◆ **What the task requires**
In the listing, determine how many lines contain "necklace". The reply is that number alone.
Data under study Block Start
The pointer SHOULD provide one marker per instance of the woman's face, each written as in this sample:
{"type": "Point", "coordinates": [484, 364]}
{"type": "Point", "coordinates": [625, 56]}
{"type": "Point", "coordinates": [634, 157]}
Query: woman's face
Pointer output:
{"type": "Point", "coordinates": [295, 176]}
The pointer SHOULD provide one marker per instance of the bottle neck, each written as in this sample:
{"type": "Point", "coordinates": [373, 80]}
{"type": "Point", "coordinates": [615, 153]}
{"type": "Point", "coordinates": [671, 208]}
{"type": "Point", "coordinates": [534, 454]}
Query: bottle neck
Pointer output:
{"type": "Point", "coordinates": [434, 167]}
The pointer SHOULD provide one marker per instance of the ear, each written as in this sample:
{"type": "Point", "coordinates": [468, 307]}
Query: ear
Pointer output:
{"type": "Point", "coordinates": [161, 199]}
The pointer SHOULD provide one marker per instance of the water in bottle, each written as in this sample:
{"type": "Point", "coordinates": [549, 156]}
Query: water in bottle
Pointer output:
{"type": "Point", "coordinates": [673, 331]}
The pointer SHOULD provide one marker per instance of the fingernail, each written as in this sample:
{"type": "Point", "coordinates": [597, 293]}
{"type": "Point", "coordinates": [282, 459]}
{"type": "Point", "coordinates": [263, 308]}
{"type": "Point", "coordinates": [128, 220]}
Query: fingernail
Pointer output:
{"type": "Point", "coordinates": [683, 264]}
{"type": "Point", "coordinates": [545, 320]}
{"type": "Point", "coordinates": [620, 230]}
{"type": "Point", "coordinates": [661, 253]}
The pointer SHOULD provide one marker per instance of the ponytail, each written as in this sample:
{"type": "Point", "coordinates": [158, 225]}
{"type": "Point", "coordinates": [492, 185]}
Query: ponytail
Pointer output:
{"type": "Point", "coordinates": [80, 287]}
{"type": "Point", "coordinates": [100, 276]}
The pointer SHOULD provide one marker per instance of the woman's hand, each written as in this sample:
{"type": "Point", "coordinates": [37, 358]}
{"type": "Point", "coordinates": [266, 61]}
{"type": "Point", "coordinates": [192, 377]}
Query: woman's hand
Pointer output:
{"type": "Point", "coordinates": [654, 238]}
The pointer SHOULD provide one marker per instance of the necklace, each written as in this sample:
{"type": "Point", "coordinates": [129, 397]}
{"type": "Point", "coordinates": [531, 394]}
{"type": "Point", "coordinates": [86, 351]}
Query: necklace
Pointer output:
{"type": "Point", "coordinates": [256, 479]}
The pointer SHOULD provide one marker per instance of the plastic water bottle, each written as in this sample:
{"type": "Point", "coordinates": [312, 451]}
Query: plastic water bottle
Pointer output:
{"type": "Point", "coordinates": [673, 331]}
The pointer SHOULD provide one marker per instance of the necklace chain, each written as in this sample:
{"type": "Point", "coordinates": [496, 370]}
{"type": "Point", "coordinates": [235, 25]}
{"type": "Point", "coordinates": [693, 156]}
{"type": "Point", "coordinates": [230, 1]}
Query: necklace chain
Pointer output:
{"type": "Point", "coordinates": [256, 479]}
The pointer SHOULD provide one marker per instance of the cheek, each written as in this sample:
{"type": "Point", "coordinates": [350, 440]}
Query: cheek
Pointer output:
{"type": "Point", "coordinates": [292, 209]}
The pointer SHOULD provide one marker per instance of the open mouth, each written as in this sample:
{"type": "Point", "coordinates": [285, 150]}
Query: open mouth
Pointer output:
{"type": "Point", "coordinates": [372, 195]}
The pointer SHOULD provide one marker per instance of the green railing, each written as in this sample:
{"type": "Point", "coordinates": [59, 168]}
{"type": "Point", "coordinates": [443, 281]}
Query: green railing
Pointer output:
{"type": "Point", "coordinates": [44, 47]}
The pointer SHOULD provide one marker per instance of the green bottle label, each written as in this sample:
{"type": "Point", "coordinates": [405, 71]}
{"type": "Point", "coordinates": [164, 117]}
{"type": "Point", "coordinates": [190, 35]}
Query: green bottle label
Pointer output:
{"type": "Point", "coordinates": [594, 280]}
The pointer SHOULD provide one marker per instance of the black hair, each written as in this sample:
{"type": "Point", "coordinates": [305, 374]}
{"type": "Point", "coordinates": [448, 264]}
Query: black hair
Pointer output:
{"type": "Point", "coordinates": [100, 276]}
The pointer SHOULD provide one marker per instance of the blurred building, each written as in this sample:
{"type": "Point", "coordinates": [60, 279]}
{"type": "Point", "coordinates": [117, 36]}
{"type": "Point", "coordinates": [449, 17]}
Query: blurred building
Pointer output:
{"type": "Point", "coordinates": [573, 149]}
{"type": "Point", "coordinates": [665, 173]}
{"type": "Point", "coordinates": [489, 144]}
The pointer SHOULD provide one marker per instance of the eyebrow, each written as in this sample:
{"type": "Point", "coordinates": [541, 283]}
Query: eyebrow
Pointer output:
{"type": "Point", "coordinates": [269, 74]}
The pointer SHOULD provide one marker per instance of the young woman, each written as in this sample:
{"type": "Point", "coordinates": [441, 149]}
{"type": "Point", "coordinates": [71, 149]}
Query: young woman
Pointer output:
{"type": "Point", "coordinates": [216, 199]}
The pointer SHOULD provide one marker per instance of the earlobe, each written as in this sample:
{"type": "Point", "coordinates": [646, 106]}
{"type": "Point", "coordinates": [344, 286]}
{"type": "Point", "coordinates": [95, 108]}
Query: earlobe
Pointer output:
Data under study Block End
◆ **Result of this task**
4